## RECORDS FOR PROCESSING
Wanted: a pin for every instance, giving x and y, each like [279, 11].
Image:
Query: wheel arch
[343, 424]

---

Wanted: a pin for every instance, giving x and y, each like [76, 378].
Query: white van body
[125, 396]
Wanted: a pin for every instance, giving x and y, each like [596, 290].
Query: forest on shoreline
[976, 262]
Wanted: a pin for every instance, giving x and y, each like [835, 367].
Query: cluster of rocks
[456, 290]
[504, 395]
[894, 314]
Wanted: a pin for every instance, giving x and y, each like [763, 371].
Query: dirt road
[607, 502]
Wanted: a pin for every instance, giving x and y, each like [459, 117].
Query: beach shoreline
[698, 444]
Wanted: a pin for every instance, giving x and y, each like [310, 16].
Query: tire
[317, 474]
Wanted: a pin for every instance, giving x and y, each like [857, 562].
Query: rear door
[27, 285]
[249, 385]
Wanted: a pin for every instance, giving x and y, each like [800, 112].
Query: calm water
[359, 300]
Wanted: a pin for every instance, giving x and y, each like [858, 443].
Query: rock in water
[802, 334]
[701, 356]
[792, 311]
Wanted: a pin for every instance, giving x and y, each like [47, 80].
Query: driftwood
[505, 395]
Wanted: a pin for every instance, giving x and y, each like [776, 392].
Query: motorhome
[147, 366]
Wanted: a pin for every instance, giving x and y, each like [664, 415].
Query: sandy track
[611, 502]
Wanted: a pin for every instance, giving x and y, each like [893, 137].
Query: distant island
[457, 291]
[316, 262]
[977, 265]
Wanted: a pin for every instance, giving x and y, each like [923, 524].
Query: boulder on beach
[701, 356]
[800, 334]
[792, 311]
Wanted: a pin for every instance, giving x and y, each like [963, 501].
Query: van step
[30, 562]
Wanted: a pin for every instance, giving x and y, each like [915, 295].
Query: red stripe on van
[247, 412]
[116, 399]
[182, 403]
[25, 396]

## TASK INSTRUCTIONS
Pick out each line of the listing above that contains the word "water", and copy those lines unchanged.

## SOLUTION TO THIS EXERCISE
Query: calm water
Query: rock in water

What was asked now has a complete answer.